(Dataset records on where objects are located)
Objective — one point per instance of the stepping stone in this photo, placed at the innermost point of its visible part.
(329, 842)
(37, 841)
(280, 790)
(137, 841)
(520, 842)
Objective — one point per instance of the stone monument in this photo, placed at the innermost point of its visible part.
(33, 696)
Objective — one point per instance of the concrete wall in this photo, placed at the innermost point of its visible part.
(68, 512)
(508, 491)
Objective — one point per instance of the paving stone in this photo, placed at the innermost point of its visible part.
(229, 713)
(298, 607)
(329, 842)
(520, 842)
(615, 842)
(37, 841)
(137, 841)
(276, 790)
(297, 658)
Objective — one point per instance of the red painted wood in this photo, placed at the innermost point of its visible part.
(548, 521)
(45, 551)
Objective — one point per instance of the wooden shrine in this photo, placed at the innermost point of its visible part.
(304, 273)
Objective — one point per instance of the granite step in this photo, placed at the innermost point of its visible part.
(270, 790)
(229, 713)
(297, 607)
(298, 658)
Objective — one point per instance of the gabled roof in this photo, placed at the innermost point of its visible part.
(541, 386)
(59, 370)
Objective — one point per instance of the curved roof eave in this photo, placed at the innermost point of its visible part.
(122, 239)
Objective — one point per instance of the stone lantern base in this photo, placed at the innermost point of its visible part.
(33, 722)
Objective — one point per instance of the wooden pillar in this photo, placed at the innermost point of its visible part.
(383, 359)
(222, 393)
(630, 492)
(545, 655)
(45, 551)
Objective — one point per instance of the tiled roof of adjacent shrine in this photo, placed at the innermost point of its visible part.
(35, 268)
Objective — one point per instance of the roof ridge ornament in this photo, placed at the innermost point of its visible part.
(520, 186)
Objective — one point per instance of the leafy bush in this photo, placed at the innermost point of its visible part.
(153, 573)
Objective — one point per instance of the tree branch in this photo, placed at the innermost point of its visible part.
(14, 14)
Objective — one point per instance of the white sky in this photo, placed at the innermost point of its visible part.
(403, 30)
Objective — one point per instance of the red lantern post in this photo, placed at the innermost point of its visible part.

Job >> Reproduce the material word for word, starting at the line containing "Objective — one point per instance of the white" and continuing through the last line of the material, both ends included.

Exercise solution >>
Objective — one point per instance of the white sky in this photo, placed at the innermost point of its visible part.
(403, 30)
Objective — one point per instance of the red lantern post in this photo, placed at the innermost point of its visible part.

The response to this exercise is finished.